The whole listing is to be restated word for word with no images.
- - -
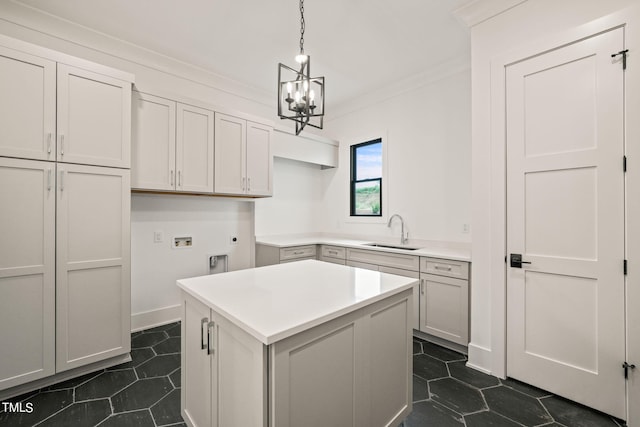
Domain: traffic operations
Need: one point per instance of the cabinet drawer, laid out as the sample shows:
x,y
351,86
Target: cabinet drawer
x,y
333,251
444,267
388,259
333,260
298,252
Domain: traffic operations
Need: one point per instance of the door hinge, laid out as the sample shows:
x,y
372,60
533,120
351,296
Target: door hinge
x,y
626,368
624,57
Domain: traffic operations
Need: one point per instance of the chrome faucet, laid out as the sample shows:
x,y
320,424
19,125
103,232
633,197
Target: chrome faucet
x,y
403,238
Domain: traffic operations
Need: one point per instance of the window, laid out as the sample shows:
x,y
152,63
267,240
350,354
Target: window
x,y
366,179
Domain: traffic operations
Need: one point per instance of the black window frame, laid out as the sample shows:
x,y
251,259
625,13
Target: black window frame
x,y
354,181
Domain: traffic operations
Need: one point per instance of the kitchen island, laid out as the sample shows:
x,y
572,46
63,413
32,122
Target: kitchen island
x,y
300,344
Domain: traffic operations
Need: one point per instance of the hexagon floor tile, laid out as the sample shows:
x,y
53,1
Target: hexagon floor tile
x,y
146,393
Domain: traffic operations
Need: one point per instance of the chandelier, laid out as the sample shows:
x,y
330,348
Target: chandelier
x,y
300,96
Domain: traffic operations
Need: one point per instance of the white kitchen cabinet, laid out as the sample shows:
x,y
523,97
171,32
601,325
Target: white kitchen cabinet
x,y
27,271
27,109
153,151
243,160
269,255
356,363
172,146
93,264
334,254
93,118
444,299
393,263
224,380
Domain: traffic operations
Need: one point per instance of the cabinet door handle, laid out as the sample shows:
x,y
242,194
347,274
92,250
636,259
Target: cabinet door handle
x,y
203,325
210,338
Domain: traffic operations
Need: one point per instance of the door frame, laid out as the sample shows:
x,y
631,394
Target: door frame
x,y
628,18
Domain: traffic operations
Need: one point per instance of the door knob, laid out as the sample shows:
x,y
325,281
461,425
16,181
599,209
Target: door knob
x,y
516,261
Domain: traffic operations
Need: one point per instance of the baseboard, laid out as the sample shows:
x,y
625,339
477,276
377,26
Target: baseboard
x,y
152,318
479,358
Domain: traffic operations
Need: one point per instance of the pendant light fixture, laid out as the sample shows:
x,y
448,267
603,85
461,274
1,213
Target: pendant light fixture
x,y
300,96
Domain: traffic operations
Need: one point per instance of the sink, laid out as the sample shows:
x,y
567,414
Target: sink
x,y
388,246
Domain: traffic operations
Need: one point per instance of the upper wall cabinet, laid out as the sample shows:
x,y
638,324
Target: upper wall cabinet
x,y
243,160
172,146
93,112
94,118
27,110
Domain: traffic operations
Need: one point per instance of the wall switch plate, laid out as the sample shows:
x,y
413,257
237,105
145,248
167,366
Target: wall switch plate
x,y
182,242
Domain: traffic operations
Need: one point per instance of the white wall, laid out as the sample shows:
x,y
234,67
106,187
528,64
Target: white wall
x,y
155,266
428,130
491,39
296,205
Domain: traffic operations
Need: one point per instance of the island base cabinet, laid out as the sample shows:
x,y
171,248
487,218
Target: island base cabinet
x,y
355,370
224,371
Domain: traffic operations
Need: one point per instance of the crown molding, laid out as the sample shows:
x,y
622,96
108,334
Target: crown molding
x,y
481,10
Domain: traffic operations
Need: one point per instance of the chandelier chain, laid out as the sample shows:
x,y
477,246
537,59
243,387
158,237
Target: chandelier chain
x,y
302,27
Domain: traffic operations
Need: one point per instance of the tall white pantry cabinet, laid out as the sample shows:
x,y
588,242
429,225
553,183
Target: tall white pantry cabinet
x,y
65,127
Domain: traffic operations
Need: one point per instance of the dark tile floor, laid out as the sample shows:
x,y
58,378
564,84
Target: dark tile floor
x,y
447,393
146,392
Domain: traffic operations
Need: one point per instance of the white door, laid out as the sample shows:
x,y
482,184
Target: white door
x,y
230,155
259,159
194,149
565,215
94,118
153,149
27,271
27,106
93,294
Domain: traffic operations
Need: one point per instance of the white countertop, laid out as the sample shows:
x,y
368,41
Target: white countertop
x,y
439,250
275,302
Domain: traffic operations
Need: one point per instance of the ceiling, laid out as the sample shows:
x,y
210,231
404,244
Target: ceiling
x,y
359,46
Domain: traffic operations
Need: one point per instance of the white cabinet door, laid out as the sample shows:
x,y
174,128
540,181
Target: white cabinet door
x,y
93,265
259,159
230,154
27,106
194,152
444,310
198,363
94,118
154,142
27,271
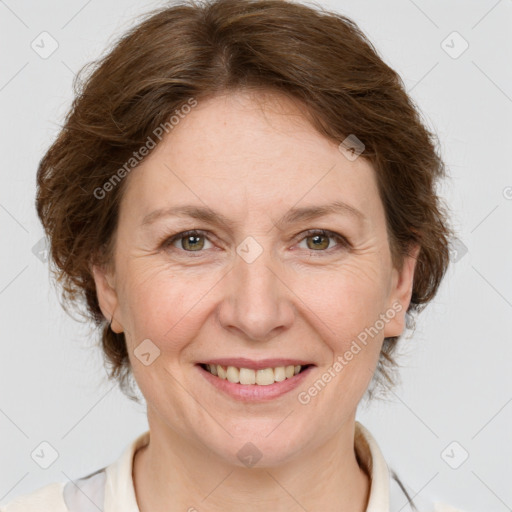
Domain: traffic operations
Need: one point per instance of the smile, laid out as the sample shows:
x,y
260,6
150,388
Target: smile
x,y
262,382
248,376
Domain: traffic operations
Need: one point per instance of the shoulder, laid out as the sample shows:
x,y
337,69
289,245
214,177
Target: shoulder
x,y
45,499
82,495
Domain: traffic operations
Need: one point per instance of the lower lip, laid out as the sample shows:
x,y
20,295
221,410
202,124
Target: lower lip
x,y
255,392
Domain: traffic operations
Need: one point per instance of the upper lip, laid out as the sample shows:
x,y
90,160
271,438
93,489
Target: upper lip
x,y
242,362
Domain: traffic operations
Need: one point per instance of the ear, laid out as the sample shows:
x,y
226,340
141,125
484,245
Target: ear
x,y
400,294
107,296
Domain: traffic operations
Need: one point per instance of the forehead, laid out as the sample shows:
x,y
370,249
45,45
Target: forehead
x,y
242,151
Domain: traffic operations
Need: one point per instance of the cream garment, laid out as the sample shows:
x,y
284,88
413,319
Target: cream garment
x,y
110,489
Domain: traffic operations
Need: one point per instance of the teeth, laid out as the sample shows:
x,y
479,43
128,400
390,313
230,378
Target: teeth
x,y
263,377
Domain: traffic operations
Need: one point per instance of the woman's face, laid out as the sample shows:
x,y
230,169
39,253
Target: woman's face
x,y
252,283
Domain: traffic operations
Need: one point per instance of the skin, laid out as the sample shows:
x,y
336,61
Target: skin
x,y
251,157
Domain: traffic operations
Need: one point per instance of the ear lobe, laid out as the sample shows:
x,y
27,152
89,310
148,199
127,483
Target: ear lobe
x,y
401,292
107,296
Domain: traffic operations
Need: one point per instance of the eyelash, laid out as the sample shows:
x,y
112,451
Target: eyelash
x,y
343,242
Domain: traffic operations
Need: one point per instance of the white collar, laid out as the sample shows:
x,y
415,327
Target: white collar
x,y
120,493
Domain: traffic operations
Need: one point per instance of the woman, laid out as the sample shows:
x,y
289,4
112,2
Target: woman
x,y
244,197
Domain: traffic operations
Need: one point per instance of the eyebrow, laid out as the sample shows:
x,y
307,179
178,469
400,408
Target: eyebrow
x,y
294,215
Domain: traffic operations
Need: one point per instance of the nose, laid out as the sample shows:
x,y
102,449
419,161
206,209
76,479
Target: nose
x,y
258,304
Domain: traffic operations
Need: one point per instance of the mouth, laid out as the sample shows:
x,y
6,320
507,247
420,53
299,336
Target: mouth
x,y
254,376
253,381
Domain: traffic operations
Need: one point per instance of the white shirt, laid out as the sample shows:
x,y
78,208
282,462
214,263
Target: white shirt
x,y
110,489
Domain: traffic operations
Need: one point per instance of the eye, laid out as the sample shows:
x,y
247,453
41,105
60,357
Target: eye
x,y
189,241
318,240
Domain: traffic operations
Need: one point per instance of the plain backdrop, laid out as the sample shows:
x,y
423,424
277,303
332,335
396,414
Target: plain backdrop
x,y
447,429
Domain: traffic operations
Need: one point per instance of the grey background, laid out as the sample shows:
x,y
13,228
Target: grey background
x,y
456,379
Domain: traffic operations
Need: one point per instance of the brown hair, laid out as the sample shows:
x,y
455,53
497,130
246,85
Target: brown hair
x,y
195,49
- - -
### Answer for the task:
Domain: traffic operations
Need: one point per instance of the cabinet drawer, laid out as the sample shows:
x,y
351,86
Target: cabinet drawer
x,y
333,251
444,267
388,259
333,260
298,252
Domain: traffic operations
Need: one point per instance of the door hinge, laid out as the sample shows:
x,y
372,60
533,120
351,296
Target: door hinge
x,y
626,368
624,57
Domain: traffic operations
Need: one point per instance of the chrome faucet, laid out as the sample shows:
x,y
320,424
19,125
103,232
633,197
Target: chrome faucet
x,y
403,238
Domain: traffic operations
Need: one point per instance of the window, laid out as the sample shows:
x,y
152,63
267,240
350,354
Target: window
x,y
366,179
Domain: traffic operations
Need: one point per instance of the black window frame, laid out as the sample shows:
x,y
251,259
625,13
Target: black window frame
x,y
354,181
Domain: traffic operations
Need: one point per instance of the kitchen island, laid out as the sample shows:
x,y
572,46
63,413
32,122
Target: kitchen island
x,y
300,344
Domain: traffic operations
Need: one point per instance of the hexagon floor tile, laid out as the sample shows:
x,y
53,1
Target: hexagon floor tile
x,y
146,393
Domain: traffic operations
Need: one point per instance of the chandelier, laid out as the sample shows:
x,y
330,348
Target: chandelier
x,y
300,96
Domain: traffic operations
Need: one point per instance of the white kitchen cabinet, laid out as the sample shows:
x,y
523,97
171,32
601,325
Target: white kitchen cabinet
x,y
27,271
27,109
153,151
243,160
269,255
356,363
172,146
93,264
334,254
93,118
444,299
393,263
224,380
Domain: traffic operations
Need: one point per instance of the cabinet door handle, laid out as the sample shows:
x,y
242,194
347,274
92,250
636,259
Target: cabinet door handle
x,y
203,325
210,338
Domain: traffic operations
Need: one point per instance of the door frame, laid out as the sample shows:
x,y
631,394
Target: door frame
x,y
628,18
Domain: traffic operations
Need: one point per instance of the door knob, laid out as the sample shows:
x,y
325,281
461,425
16,181
599,209
Target: door knob
x,y
516,261
Domain: traffic operations
Need: one point per instance of the baseboard, laid out as the sample shows:
x,y
625,339
477,276
377,26
Target: baseboard
x,y
152,318
479,358
Domain: traffic operations
Need: one point per instance of the pendant light fixture, laid out as the sample shows:
x,y
448,267
603,85
461,274
1,213
Target: pendant light fixture
x,y
300,96
Domain: traffic operations
Need: one point per instance of the sink, laid out as the sample shows:
x,y
567,414
Target: sink
x,y
388,246
Domain: traffic operations
Need: one point per instance of the upper wall cabinet, laid out as the sample shows:
x,y
638,324
Target: upper wall cabinet
x,y
243,160
172,146
93,112
94,118
27,110
Domain: traffic operations
Need: one point per instance of the wall switch plate, laid out as the sample shows:
x,y
413,257
237,105
145,248
167,366
Target: wall switch plate
x,y
182,242
Domain: traffic operations
Need: one point per instance of the white wall, laid out as the sample shows:
x,y
234,67
106,187
528,64
Target: white wall
x,y
155,266
428,130
491,39
296,205
Domain: traffic operations
Need: one point per instance of the island base cabinet, laid out as the sample shows:
x,y
171,248
487,218
Target: island base cabinet
x,y
355,370
224,371
Domain: traffic operations
Need: one point per instance of the crown molding, laid out as the sample shows:
x,y
622,96
108,334
Target: crown molding
x,y
481,10
Domain: traffic operations
Need: one point per instance of the chandelier chain, laid out as the sample shows:
x,y
477,246
537,59
243,387
158,237
Target: chandelier chain
x,y
302,27
Domain: traffic operations
Need: one point per instance of the tall white pantry cabinet, laid out as the sample shows:
x,y
588,242
429,225
553,183
Target: tall white pantry cabinet
x,y
65,127
Domain: traffic operations
Need: one point per instance of the dark tile floor, laid out as the sample shows:
x,y
58,378
564,84
Target: dark tile floor
x,y
447,393
146,392
Domain: traffic operations
Need: one point per instance of the white door, laid out as the sample shows:
x,y
482,184
Target: white door
x,y
230,155
259,159
194,149
565,215
94,118
153,149
27,271
27,106
93,294
Domain: traffic operations
Need: one point per instance of the white countertop, laid out as the sample shows:
x,y
368,41
Target: white countertop
x,y
439,250
275,302
Domain: traffic operations
Need: one point per instance of the ceiling, laid out as the sample shows:
x,y
210,231
404,244
Target: ceiling
x,y
359,46
Domain: traffic operations
Need: one point per instance of the white cabinet door, laid out as the sample shows:
x,y
174,128
540,181
Target: white cabinet door
x,y
93,265
259,159
230,154
27,106
194,152
444,310
198,363
94,118
154,142
27,271
Domain: traffic operations
Need: one point per instance of the smile, laid out as the sample shows:
x,y
260,6
150,388
Target: smile
x,y
262,382
248,376
Domain: traffic operations
Need: one point per instance of the shoulder, laid out as the sample shows:
x,y
337,69
289,245
214,177
Target: shoulder
x,y
45,499
82,495
Domain: traffic operations
Need: one point per instance of the lower lip, laid out as the sample shows:
x,y
20,295
221,410
202,124
Target: lower lip
x,y
255,392
Domain: traffic operations
Need: one point per instance of the upper lip, laid out as the sample shows:
x,y
90,160
271,438
93,489
Target: upper lip
x,y
242,362
Domain: traffic operations
Need: one point per instance of the ear, laid out as the sample shows:
x,y
226,340
141,125
484,245
Target: ear
x,y
400,294
107,296
Domain: traffic operations
Need: one point per instance of the forehead, laid out as the sample shows:
x,y
370,249
45,45
Target: forehead
x,y
242,151
Domain: traffic operations
Need: one point per instance of the cream garment, laid out as the sample shows:
x,y
284,88
413,319
Target: cream garment
x,y
110,489
Domain: traffic operations
Need: one point per instance of the teeth, laid out as the sample shows:
x,y
479,43
128,400
390,313
230,378
Target: teeth
x,y
263,377
Domain: traffic operations
Need: one point per instance of the woman's face, laid out as the sample shows:
x,y
230,169
39,253
Target: woman's face
x,y
252,283
Domain: traffic operations
Need: one point per instance of the skin, laid out as the sample shows:
x,y
336,61
Target: skin
x,y
251,157
Domain: traffic operations
Need: one point per instance of the ear lobe, laid out as the sample shows:
x,y
27,152
89,310
148,199
127,483
Target: ear lobe
x,y
401,292
107,296
Domain: traffic operations
Need: one point per instance of the eyelash, laid out as the sample shows:
x,y
112,451
Target: eyelash
x,y
343,242
Domain: traffic operations
Need: one point per instance of the white collar, laid out as the sample shows:
x,y
415,327
Target: white collar
x,y
120,493
Domain: traffic operations
Need: one point per instance of the woman, laid out as the sample shows:
x,y
289,4
112,2
Target: woman
x,y
244,197
Domain: traffic operations
Need: one point per instance of the eyebrow, laid out as the sample shows:
x,y
307,179
178,469
400,408
Target: eyebrow
x,y
294,215
Domain: traffic operations
Need: one point per instance of the nose, laid out as the sample shows:
x,y
102,449
419,161
206,209
76,479
Target: nose
x,y
258,304
Domain: traffic operations
Need: one point per instance of the mouth, laid out as the sample shows:
x,y
6,320
507,247
420,53
299,336
Target: mouth
x,y
254,376
253,381
Domain: traffic operations
Need: one point per instance of the white shirt, laid out as the sample shows:
x,y
78,208
282,462
214,263
Target: white shirt
x,y
110,489
Domain: traffic operations
Need: one point per instance of the eye, laid out as the sample shows:
x,y
247,453
41,105
60,357
Target: eye
x,y
189,241
318,240
Domain: traffic operations
Need: one point per instance of the plain backdrop, laid out as the sample shows:
x,y
423,424
277,303
332,335
396,414
Target: plain backdrop
x,y
447,429
Domain: traffic operations
Need: one point per instance of the grey background, laid out as the sample shows:
x,y
13,228
Target: grey background
x,y
456,379
Domain: traffic operations
Need: one point per instance of the brown hair, laid out as the sample shows:
x,y
455,53
497,130
246,85
Target: brown hair
x,y
195,49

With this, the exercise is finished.